== WORK REQUIRED ==
Rewrite every line of the entries below as a numbered list, dropping the blank lines and leaving out the pictures.

== MATERIAL SUPPLIED ==

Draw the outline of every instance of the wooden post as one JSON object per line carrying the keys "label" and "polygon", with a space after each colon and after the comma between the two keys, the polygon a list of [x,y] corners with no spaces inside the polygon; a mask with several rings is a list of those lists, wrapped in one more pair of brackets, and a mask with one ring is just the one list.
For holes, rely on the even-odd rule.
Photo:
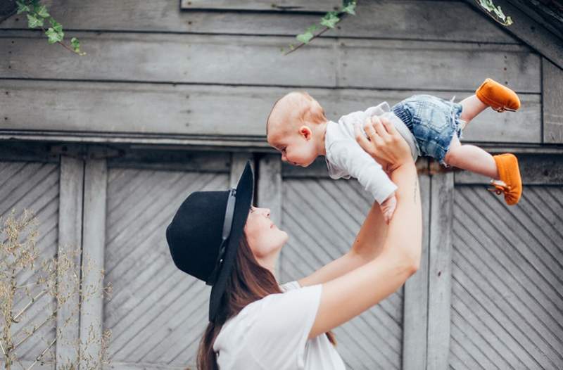
{"label": "wooden post", "polygon": [[[419,160],[419,162],[420,161]],[[427,162],[426,163],[427,164]],[[403,370],[417,370],[421,369],[422,364],[426,362],[430,177],[427,171],[426,174],[424,171],[422,172],[422,174],[419,175],[420,199],[422,202],[422,255],[419,270],[407,280],[405,284],[403,325]]]}
{"label": "wooden post", "polygon": [[242,174],[244,170],[244,166],[246,165],[246,162],[250,160],[252,165],[252,170],[254,172],[254,177],[256,177],[256,172],[254,170],[254,163],[253,162],[253,155],[251,153],[233,153],[231,156],[231,179],[229,181],[232,188],[236,187],[236,184],[239,182],[239,179]]}
{"label": "wooden post", "polygon": [[448,369],[450,352],[453,172],[430,180],[426,369]]}
{"label": "wooden post", "polygon": [[[281,227],[282,224],[282,160],[277,154],[262,157],[258,165],[258,201],[260,207],[270,208],[270,218]],[[281,255],[276,264],[276,277],[279,281]]]}
{"label": "wooden post", "polygon": [[[99,340],[103,332],[103,279],[106,248],[106,196],[108,171],[106,159],[88,160],[84,170],[84,224],[82,254],[82,289],[94,289],[96,295],[86,298],[83,293],[80,308],[80,352],[82,358],[88,354],[94,359],[99,355],[100,345],[88,343],[94,336]],[[91,364],[80,364],[82,370]],[[101,366],[98,367],[101,368]]]}
{"label": "wooden post", "polygon": [[542,60],[543,142],[563,143],[563,70]]}
{"label": "wooden post", "polygon": [[[82,248],[82,185],[84,183],[84,161],[72,157],[61,155],[61,177],[59,179],[58,205],[58,250],[61,255],[69,250]],[[70,256],[72,255],[69,255]],[[57,274],[58,286],[65,286],[70,291],[78,291],[80,281],[68,278],[70,274],[80,276],[80,254],[75,260],[76,271],[63,273],[60,269]],[[69,286],[69,281],[76,281],[77,286]],[[67,295],[70,292],[61,291]],[[60,336],[56,341],[57,369],[68,369],[68,364],[76,364],[77,353],[73,345],[79,337],[78,314],[80,296],[71,296],[63,305],[57,307],[57,330]],[[75,317],[72,318],[72,315]]]}

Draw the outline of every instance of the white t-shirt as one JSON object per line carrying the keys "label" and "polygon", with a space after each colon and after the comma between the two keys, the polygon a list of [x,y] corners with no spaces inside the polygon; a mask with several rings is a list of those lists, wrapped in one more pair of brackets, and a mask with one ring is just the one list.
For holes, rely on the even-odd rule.
{"label": "white t-shirt", "polygon": [[281,286],[286,292],[253,302],[227,320],[213,344],[221,370],[343,370],[342,358],[322,333],[308,339],[322,285]]}
{"label": "white t-shirt", "polygon": [[407,141],[412,159],[420,155],[415,136],[407,125],[393,112],[387,102],[370,107],[365,111],[352,112],[340,117],[338,122],[329,121],[324,138],[325,160],[331,179],[358,179],[364,189],[381,204],[397,189],[381,166],[364,151],[355,139],[354,125],[362,127],[365,120],[374,115],[384,117],[391,121],[397,131]]}

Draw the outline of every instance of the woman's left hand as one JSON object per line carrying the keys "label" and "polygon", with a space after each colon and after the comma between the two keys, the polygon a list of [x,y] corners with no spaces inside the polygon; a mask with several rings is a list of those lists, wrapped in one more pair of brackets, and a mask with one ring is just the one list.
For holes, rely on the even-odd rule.
{"label": "woman's left hand", "polygon": [[403,163],[412,160],[407,141],[387,119],[372,117],[364,124],[364,131],[369,139],[359,125],[354,127],[356,141],[386,172],[392,172]]}

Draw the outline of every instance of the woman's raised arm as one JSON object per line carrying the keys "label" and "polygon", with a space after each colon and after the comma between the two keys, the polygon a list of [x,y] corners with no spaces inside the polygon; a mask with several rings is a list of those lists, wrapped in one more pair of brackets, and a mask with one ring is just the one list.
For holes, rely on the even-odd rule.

== IN RESPONSE ==
1. Draw the outline of every instance of the wooden post as one JSON object per line carrying the keys "label" and "polygon", with a space after each colon and after the comma between the two keys, the polygon a list of [x,y] corners with no spaces inside the polygon; a mask with several rings is a list of those lists, wrapped in one more pair of brackets, and a mask with one ring is just the one list.
2. For holes, rely on the even-odd rule.
3. Photo:
4. {"label": "wooden post", "polygon": [[[419,160],[419,162],[420,161]],[[427,162],[426,163],[427,164]],[[403,370],[417,370],[421,369],[422,364],[426,362],[430,177],[427,171],[426,174],[424,171],[422,172],[422,174],[419,175],[420,199],[422,202],[422,255],[419,270],[407,280],[405,284],[403,325]]]}
5. {"label": "wooden post", "polygon": [[242,174],[244,170],[244,166],[246,165],[246,162],[250,160],[252,165],[252,170],[254,172],[254,177],[256,177],[256,172],[254,170],[254,163],[253,162],[253,155],[251,153],[233,153],[231,156],[231,179],[229,181],[232,188],[236,187],[236,184],[239,182],[239,179]]}
6. {"label": "wooden post", "polygon": [[448,369],[450,352],[453,172],[430,180],[426,369]]}
7. {"label": "wooden post", "polygon": [[[281,227],[282,224],[282,160],[277,154],[262,157],[258,165],[258,201],[260,207],[270,208],[270,218]],[[281,255],[276,264],[276,277],[279,281]]]}
8. {"label": "wooden post", "polygon": [[[99,340],[103,332],[103,279],[106,248],[106,196],[108,171],[106,159],[88,160],[84,170],[84,224],[82,254],[82,289],[94,289],[96,295],[86,298],[83,293],[80,308],[80,352],[82,358],[88,354],[94,359],[99,355],[100,345],[88,343],[94,336]],[[91,364],[80,364],[82,370]],[[101,366],[98,367],[101,368]]]}
9. {"label": "wooden post", "polygon": [[542,60],[543,142],[563,143],[563,70]]}
10. {"label": "wooden post", "polygon": [[[82,248],[82,185],[84,183],[84,161],[72,157],[61,155],[61,177],[59,179],[58,205],[58,250],[61,255],[69,250]],[[70,256],[72,255],[69,255]],[[57,274],[58,286],[65,286],[70,291],[78,291],[80,281],[68,278],[70,274],[80,276],[80,254],[75,260],[76,271],[63,273],[60,269]],[[69,286],[69,281],[76,281],[77,286]],[[67,295],[70,292],[61,291]],[[60,336],[56,341],[57,369],[68,369],[68,364],[76,364],[77,353],[73,345],[79,337],[78,314],[80,296],[71,296],[63,305],[57,307],[57,330]],[[75,317],[72,318],[72,315]]]}
11. Draw the outline of every instance of the white t-shirt as one JSON object per line carrying the keys "label" and "polygon", with a space after each colon and after the comma between the two keys, the polygon a list of [x,y] corners with no spaces inside the polygon; a mask with several rings is a list of those lists, wrapped in one more pair of brackets, and a mask with one ring is just the one list.
12. For holes, rely on the even-odd rule.
13. {"label": "white t-shirt", "polygon": [[281,286],[286,292],[253,302],[227,320],[213,344],[221,370],[343,370],[342,358],[322,333],[308,339],[322,285]]}
14. {"label": "white t-shirt", "polygon": [[407,141],[412,159],[420,155],[415,136],[407,125],[393,112],[387,102],[370,107],[365,111],[352,112],[340,117],[338,122],[329,121],[324,138],[325,160],[331,179],[358,179],[364,189],[381,204],[397,189],[381,166],[364,151],[355,139],[354,125],[362,127],[365,120],[374,115],[384,117],[391,121],[397,131]]}
15. Draw the outline of every instance of the woman's left hand as one JSON object per line carrying the keys "label" and "polygon", with a space after each colon and after the comma between the two keys, the polygon a list of [x,y] corners with no spaces inside the polygon; a mask with several rings is a list of those lists, wrapped in one more pair of brackets, and a mask with one ring is just the one list.
16. For holes, rely on the even-odd rule.
17. {"label": "woman's left hand", "polygon": [[403,163],[412,160],[407,141],[387,119],[372,117],[364,124],[364,131],[369,139],[359,125],[354,127],[356,141],[386,172],[392,172]]}
18. Draw the outline of every instance of the woman's raised arm as one JSON object per line carrying the keys "label" and "polygon", with a space after each colon and after the comma between the two keys, the polygon a list of [x,y] corners with no spaces inside the polygon; a mask with several rings is a list of those lists, wrapped in one more pair of brackets, and a mask with one ring is just the one list.
19. For holes, rely on the even-odd rule.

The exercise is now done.